• [PROPOSTA DA ATIVIDADE] Atualize os itens abaixo, substituindo "annotate" por "mark" e mantendo todo o resto inalterado. Não inclua as imagens na resposta.

Anotações de pontos em fotos:
==============================

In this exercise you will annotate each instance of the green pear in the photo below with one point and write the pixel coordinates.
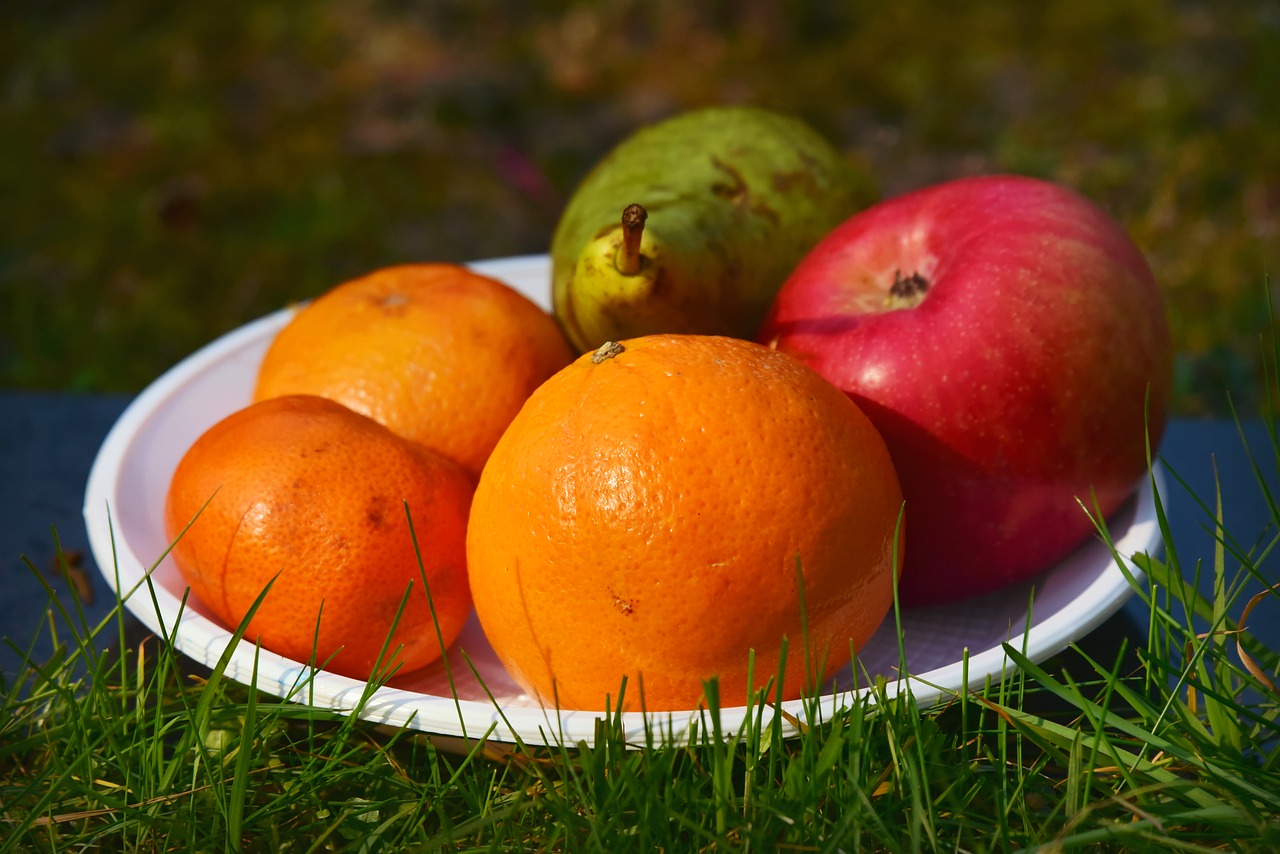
(691, 224)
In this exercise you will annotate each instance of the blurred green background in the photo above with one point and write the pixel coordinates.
(172, 170)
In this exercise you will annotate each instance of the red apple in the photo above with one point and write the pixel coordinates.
(1004, 334)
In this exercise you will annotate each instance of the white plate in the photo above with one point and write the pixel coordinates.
(123, 511)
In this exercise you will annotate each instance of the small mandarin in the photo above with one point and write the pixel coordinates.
(645, 512)
(307, 493)
(437, 352)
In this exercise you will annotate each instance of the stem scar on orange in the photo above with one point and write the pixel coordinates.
(437, 352)
(644, 514)
(307, 492)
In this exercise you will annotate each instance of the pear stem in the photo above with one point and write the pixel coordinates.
(627, 259)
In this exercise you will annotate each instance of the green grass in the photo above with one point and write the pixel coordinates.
(231, 161)
(1165, 747)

==============================

• [RESOLUÇÃO COMPLETA]
In this exercise you will mark each instance of the green pear in the photo below with one point and write the pixel coordinates.
(691, 224)
In this exercise you will mark each instance of the blurred green background in the photo above with one point and write the pixel coordinates.
(172, 170)
In this exercise you will mark each instance of the red apple in the photo above with one point and write the pixel coordinates.
(1004, 334)
In this exercise you will mark each instance of the white plate in the photo above with one point and write the pixel coordinates.
(123, 511)
In this exercise you will mark each instance of the small mandarin in the photo above with one point and write the pixel coordinates.
(645, 512)
(307, 493)
(437, 352)
In this exercise you will mark each instance of the stem scar on orange in the photo above with one point and write the pixel coordinates.
(437, 352)
(644, 514)
(307, 492)
In this exercise you will mark each instance of the pear stem in the photo above with one point and write the pixel coordinates.
(627, 259)
In this exercise you will mark each instance of the green grass in the photo above with one point and write the pixel coordinates.
(231, 161)
(1165, 747)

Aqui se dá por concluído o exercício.